STATED EXERCISE:
Pull out each line of the records below that contains the word "indicate", copying those lines unchanged.

------------------------------------------------

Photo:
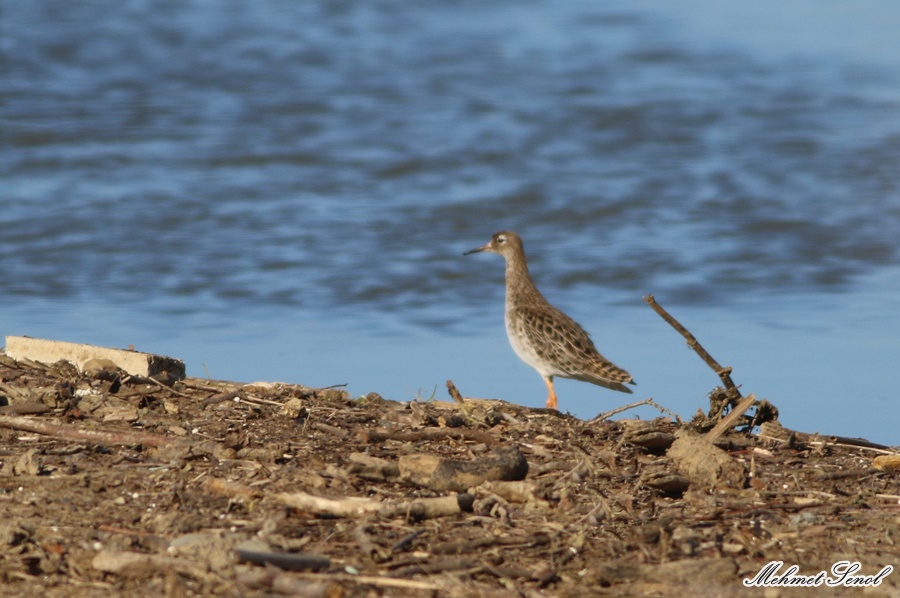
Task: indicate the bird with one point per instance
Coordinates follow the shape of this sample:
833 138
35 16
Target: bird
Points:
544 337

------------------------------------------------

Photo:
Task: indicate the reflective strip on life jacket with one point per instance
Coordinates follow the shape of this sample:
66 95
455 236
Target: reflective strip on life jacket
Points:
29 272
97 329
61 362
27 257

------------------------------------------------

IN RESPONSE:
Task: indicate the bird with one point per instance
Task: indicate the reflective strip on life jacket with one point per instance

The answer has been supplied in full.